(Part of a data file)
------------------------------
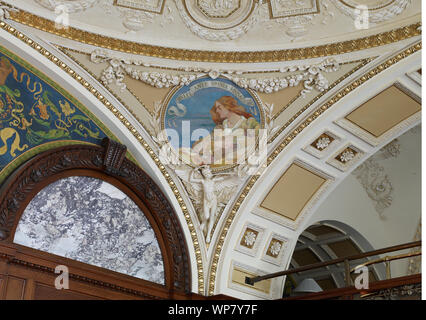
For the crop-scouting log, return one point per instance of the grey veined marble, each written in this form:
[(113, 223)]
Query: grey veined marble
[(91, 221)]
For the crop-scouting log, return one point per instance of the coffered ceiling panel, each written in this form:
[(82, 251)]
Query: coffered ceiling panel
[(385, 111), (292, 191)]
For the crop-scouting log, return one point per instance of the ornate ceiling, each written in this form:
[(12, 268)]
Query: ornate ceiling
[(329, 84)]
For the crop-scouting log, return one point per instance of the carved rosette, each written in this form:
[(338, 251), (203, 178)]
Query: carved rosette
[(218, 20)]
------------------------------
_Request:_
Strip the images and reproduce the remaining records precisely.

_Exercise result:_
For the crop-scouting log, return one point per instance of the grey veined marble, each written in this form:
[(113, 223)]
Query: grey veined marble
[(91, 221)]
For the crop-scouting log, return one point per instance of the coffered ceiling panel, each written in this form:
[(82, 251)]
Query: coffered ceiling panel
[(385, 111), (292, 191)]
For the crop-scouting log, return one point per instance of the ornate ceiling, each written in this form:
[(12, 268)]
Query: ornate ceiling
[(329, 84)]
For the crop-scouting log, return one point per instance of the carved rosette, each written in this form:
[(338, 251), (203, 178)]
Query: carved rosette
[(218, 20)]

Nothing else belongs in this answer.